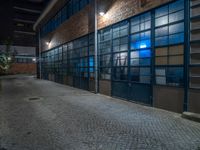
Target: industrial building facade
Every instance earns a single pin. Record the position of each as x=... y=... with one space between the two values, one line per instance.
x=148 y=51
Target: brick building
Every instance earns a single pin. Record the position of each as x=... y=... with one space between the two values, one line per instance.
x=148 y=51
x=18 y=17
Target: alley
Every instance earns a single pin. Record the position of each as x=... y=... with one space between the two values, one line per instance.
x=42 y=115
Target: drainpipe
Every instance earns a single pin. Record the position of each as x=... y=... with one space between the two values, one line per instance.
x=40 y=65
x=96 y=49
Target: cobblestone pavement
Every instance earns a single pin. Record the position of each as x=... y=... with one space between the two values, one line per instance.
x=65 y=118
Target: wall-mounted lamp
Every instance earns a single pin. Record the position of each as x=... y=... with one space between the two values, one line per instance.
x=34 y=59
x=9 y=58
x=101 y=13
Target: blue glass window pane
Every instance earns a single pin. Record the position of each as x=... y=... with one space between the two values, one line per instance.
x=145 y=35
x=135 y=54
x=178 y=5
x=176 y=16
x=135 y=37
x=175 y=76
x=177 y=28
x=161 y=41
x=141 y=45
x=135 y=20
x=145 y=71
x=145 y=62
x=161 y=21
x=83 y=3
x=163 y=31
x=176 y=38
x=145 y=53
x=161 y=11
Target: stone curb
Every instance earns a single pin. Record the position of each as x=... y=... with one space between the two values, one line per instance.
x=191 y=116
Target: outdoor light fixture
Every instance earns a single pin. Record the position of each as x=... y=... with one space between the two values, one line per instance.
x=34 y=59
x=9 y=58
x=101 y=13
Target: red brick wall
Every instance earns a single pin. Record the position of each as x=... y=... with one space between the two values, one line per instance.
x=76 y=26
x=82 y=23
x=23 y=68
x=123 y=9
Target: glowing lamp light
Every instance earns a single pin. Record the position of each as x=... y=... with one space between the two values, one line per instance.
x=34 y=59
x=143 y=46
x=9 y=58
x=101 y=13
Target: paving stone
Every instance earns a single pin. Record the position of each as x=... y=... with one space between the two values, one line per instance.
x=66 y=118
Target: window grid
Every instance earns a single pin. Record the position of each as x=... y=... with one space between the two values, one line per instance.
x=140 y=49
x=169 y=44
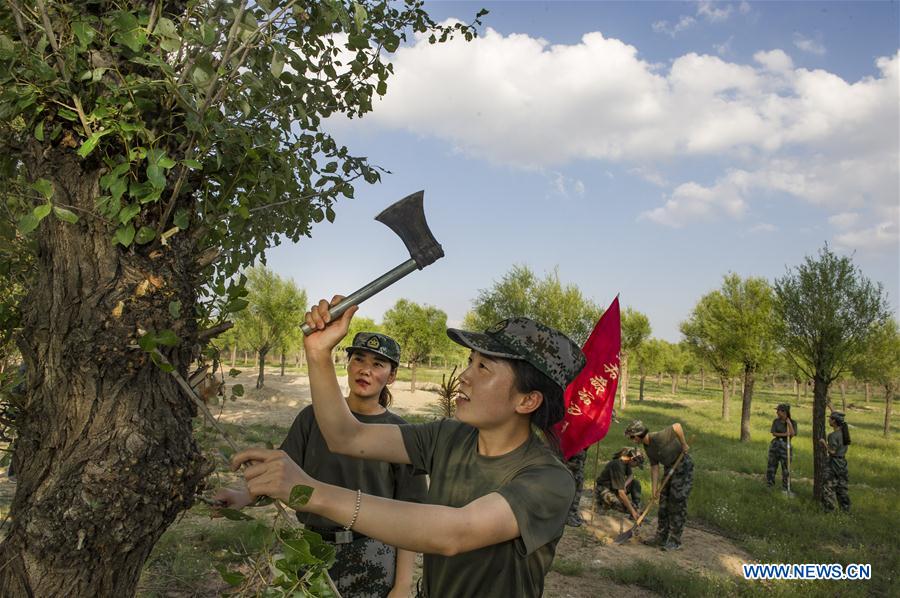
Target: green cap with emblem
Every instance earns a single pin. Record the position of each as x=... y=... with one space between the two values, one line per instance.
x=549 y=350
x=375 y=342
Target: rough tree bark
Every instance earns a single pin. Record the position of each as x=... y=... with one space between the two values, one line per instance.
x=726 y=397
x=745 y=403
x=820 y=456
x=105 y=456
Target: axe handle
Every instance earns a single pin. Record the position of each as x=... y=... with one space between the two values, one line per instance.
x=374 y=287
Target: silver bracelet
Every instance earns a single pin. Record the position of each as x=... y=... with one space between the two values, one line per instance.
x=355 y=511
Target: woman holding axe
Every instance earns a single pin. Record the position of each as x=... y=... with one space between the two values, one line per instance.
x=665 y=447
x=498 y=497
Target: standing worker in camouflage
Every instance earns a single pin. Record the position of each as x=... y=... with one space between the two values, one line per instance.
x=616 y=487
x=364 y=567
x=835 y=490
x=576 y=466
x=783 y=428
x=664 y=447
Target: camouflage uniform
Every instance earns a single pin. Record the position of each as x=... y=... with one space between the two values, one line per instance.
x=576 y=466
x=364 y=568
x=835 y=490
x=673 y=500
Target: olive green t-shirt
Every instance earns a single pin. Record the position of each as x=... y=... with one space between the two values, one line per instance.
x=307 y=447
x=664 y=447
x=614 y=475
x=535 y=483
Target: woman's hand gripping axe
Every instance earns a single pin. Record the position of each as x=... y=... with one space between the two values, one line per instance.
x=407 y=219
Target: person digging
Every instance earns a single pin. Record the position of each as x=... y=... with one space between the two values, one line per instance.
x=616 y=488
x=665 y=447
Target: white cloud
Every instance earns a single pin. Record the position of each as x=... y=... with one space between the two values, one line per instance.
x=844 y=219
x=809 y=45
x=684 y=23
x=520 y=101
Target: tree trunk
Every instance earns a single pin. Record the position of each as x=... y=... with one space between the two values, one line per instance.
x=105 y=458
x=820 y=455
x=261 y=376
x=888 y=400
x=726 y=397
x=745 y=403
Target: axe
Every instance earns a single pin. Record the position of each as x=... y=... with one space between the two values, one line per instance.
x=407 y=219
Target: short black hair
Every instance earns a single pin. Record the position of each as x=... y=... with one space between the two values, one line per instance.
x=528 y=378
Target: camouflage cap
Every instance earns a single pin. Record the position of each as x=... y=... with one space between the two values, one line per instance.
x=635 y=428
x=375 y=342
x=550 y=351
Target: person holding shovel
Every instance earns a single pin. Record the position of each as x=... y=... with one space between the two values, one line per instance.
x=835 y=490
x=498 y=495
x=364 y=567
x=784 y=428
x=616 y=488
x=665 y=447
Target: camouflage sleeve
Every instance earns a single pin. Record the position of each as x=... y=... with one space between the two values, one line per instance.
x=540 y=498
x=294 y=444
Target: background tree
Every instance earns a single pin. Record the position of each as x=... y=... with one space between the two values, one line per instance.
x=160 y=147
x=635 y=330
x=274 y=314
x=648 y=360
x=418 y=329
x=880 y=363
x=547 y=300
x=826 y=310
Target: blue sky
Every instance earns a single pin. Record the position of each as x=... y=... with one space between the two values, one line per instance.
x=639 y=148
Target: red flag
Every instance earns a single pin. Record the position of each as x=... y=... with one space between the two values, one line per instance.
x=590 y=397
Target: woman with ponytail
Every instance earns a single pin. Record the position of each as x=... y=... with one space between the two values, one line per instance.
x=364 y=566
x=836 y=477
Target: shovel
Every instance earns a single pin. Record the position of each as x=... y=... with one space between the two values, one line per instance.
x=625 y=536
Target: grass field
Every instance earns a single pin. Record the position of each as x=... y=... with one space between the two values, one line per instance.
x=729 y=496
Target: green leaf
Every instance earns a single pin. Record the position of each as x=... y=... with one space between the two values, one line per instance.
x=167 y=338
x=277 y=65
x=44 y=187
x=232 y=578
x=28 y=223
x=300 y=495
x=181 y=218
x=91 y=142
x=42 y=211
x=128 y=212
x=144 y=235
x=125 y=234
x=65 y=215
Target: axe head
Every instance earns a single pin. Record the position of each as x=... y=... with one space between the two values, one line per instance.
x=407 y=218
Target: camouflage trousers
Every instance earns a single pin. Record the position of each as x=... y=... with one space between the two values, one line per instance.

## Instruction
Please swap every "single pin" in the material above for "single marker" and write all of it out again with nothing else changed, leaving out the pictures.

## Written solution
Target: industrial building facade
Every instance earns a single marker. Record the position of each as x=... y=... with one space between the two values, one line per instance.
x=148 y=51
Target: brick building
Every instance earns a single marker. Record the position of each as x=... y=... with one space between the two values, one line per instance.
x=148 y=51
x=18 y=17
Target: alley
Every instance earns a single marker. Record the position of each as x=... y=... with one space between the two values, one line per instance.
x=42 y=115
Target: drainpipe
Every instance earns a single marker. Record the position of each as x=... y=... with one space between the two values, one line per instance.
x=40 y=65
x=96 y=49
Target: cobblestone pavement
Every instance earns a single marker. Record the position of each as x=... y=... with one space between the two values, one line per instance.
x=65 y=118
Target: wall-mounted lamp
Every instance earns a single marker. Record the position of each as x=... y=... with one space between the two values, one line per instance.
x=34 y=59
x=9 y=58
x=101 y=13
Target: blue glass window pane
Every instance earns a single marker. Record the position of each as x=... y=... with one space between the two values, one line per instance.
x=145 y=35
x=135 y=54
x=178 y=5
x=176 y=16
x=135 y=37
x=175 y=76
x=177 y=28
x=161 y=41
x=141 y=45
x=135 y=20
x=145 y=71
x=145 y=62
x=161 y=21
x=83 y=3
x=163 y=31
x=176 y=38
x=145 y=53
x=161 y=11
Target: stone curb
Every instance earns a single marker. Record the position of each as x=... y=... with one space between the two values, one line per instance.
x=191 y=116
Target: outdoor light fixture
Every instance earns a single marker. Record the position of each as x=... y=... with one space between the two values, one line per instance.
x=34 y=59
x=9 y=58
x=101 y=13
Target: red brick wall
Every instance earns a single marker. Record the position of each as x=... y=... with one space between the two values, one line per instance.
x=76 y=26
x=82 y=23
x=23 y=68
x=123 y=9
Target: glowing lamp light
Every instance earns a single marker. Record the position of each as x=... y=... with one space between the two values, one line per instance.
x=34 y=59
x=143 y=46
x=9 y=58
x=101 y=13
Target: paving stone
Every instance earns a single marker. Record the position of each as x=... y=... with one space between the two values, one line per instance.
x=66 y=118
Target: window grid
Every instance earns a single marker. Record the position of each as x=... y=... with one space between the two values, one line per instance.
x=140 y=49
x=169 y=44
Target: green cap with emblem
Every instance earns a single marker. Record the position of each as x=... y=... with one space between the two values, one line per instance.
x=549 y=350
x=375 y=342
Target: rough tree bark
Every instance earns a single marker. Record the position of each as x=... y=... with one space between the two values, one line per instance.
x=726 y=397
x=745 y=403
x=820 y=456
x=105 y=456
Target: axe handle
Every instance earns a single marker. Record the position of each as x=... y=... with one space between the two values, one line per instance.
x=374 y=287
Target: silver bracelet
Every instance earns a single marker. Record the position of each as x=... y=... with one space between the two values, one line per instance.
x=355 y=511
Target: woman holding axe
Every instance earns a single marker. Record the position of each as x=... y=... with one space between the two values, one line per instance.
x=665 y=447
x=498 y=497
Target: standing worker in camouflage
Every instance earns a single marker. Record the position of each as x=... y=... with one space between the two values, one line per instance.
x=616 y=487
x=364 y=567
x=835 y=490
x=576 y=466
x=783 y=428
x=664 y=447
Target: camouflage uniform
Every instance earns a single marker. Record the position of each as x=... y=... with one space between the two values, one line per instance.
x=576 y=466
x=364 y=568
x=835 y=490
x=673 y=500
Target: olive green t-shirt
Every instance earns a single marker. Record the position of each as x=... y=... with one space between the two values, one line per instance.
x=307 y=447
x=664 y=447
x=614 y=475
x=535 y=483
Target: woman's hand gripping axe
Every instance earns a single marker. Record the position of each as x=... y=... with one space between the two values, one line per instance.
x=407 y=219
Target: person digging
Every instance earns a single marker. Record the position of each as x=... y=... with one space between the two values, one line per instance.
x=616 y=488
x=665 y=447
Target: white cloud
Every instance earns a single marker. Record the position of each as x=... y=... with one space between the two values, one line per instance.
x=844 y=219
x=809 y=45
x=684 y=23
x=520 y=101
Target: tree trunk
Every instance earns a single marker. Record the position of each as x=... y=... with one space between the two values, one line per instance.
x=105 y=458
x=820 y=455
x=261 y=376
x=888 y=400
x=726 y=397
x=745 y=403
Target: axe
Every instance earns a single marker. Record the position of each as x=... y=... with one space between the two values, one line per instance.
x=407 y=219
Target: short black hair
Every instance earns a single marker. Record the position of each as x=... y=... with one space between the two values, one line per instance.
x=528 y=378
Target: camouflage cap
Every instance earns a single marker. Record the position of each as x=... y=... with one space between the two values, one line per instance.
x=635 y=428
x=375 y=342
x=550 y=351
Target: person holding shovel
Every instance earns a single marker. Record the position of each as x=... y=... with one space between the two values, one line per instance.
x=835 y=490
x=498 y=495
x=364 y=567
x=784 y=428
x=616 y=488
x=665 y=447
Target: camouflage sleeve
Every instance earns a single marker. Record the position of each as x=... y=... with one space between the two values, one line per instance.
x=540 y=498
x=294 y=444
Target: background tree
Every instance earns a single marker. Record the position of each as x=... y=... with one space between the two values, one line per instance.
x=160 y=147
x=635 y=330
x=274 y=314
x=648 y=360
x=418 y=329
x=880 y=363
x=547 y=300
x=826 y=310
Target: blue sky
Every instance earns a single marker. Record the position of each as x=... y=... with one space between the two values, one line per instance.
x=639 y=148
Target: red flag
Every instance earns a single marker. Record the position of each as x=... y=... with one space between the two values, one line per instance.
x=590 y=397
Target: woman with ponytail
Every instance earns a single marker. Record the position of each as x=... y=... with one space between the two values, one line per instance.
x=364 y=566
x=836 y=477
Target: shovel
Every instance earns a single marker. Record the position of each as x=... y=... with one space between the two values, one line per instance.
x=625 y=536
Target: grass field
Every instance earns a single marker. Record the position of each as x=... y=... with one space between the two values, one line per instance.
x=729 y=496
Target: green leaf
Every instance earns a single marker. Record the position of each as x=... y=... with one space between the two values, one line per instance.
x=167 y=338
x=277 y=65
x=44 y=187
x=232 y=578
x=28 y=223
x=300 y=495
x=181 y=218
x=91 y=142
x=42 y=211
x=128 y=212
x=144 y=235
x=125 y=234
x=65 y=215
Target: axe head
Every instance earns a single marker. Record the position of each as x=... y=... with one space between the two values, one line per instance.
x=407 y=218
Target: camouflage trousers
Every instance earns a single marker. Record the position of each as x=... y=... with one space between the two values, one line per instance.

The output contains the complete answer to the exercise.